=== Study material ===
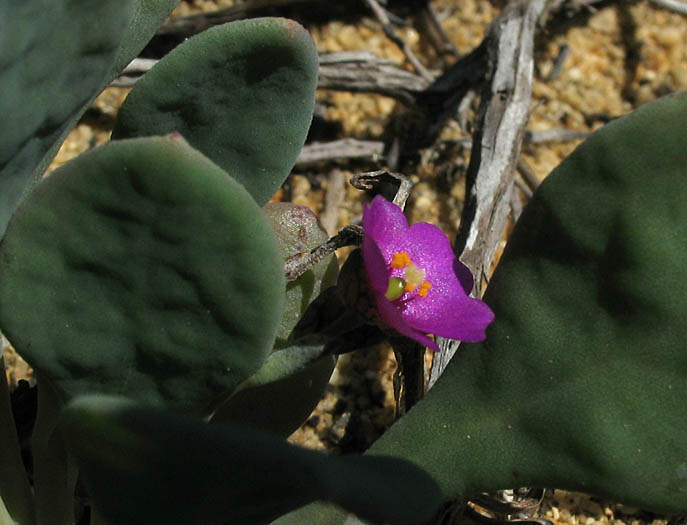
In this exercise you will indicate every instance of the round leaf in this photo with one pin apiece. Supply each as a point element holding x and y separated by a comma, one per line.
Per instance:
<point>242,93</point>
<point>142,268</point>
==
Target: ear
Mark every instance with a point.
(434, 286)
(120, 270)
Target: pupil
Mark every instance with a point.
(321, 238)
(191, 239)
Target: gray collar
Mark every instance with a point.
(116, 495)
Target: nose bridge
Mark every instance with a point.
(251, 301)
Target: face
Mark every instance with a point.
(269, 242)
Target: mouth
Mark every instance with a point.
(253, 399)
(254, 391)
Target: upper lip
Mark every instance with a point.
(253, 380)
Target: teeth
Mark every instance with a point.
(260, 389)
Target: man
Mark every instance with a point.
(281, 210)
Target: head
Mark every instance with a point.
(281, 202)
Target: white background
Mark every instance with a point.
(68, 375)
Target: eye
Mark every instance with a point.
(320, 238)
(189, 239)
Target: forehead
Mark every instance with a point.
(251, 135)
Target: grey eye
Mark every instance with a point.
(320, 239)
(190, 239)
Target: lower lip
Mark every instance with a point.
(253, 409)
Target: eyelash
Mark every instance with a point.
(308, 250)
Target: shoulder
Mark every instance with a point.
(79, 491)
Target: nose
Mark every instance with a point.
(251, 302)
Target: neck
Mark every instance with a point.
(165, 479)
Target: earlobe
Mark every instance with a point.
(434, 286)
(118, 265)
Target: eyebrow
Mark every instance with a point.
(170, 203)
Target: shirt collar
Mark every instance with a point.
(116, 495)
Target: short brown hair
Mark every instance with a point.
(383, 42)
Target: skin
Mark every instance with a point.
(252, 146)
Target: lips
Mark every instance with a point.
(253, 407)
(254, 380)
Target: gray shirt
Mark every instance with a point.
==
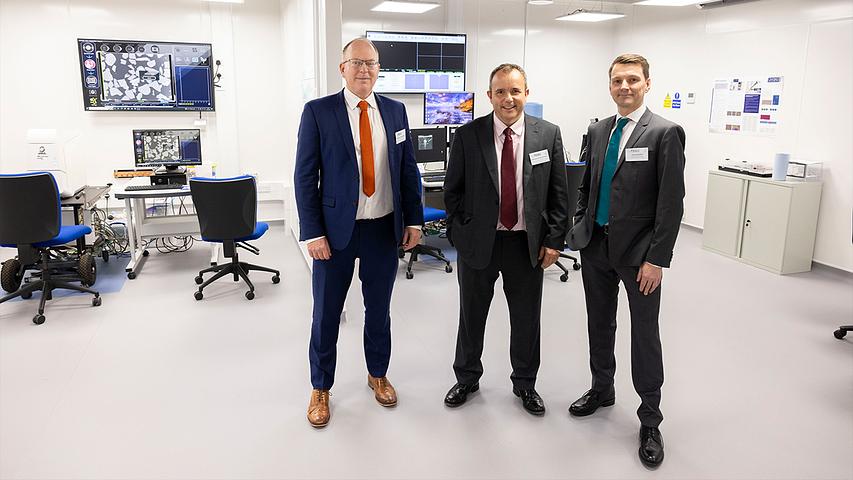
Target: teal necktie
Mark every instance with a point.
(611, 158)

=== Action item ===
Copy the lines of the data above exactly as written, beginning with the line containing "Target: lower lip" and ending with the line containing "Target: earlobe", and leave out all other lines.

=== Your response ===
Target: lower lip
Mark every instance with a point.
(253, 409)
Target: eyelash
Mark every instance with a point.
(308, 250)
Target: shoulder
Mark every instance with a point.
(79, 491)
Target: nose
Mark every instance with a point.
(251, 302)
Target: neck
Mark every instance with a point.
(165, 479)
Target: earlobe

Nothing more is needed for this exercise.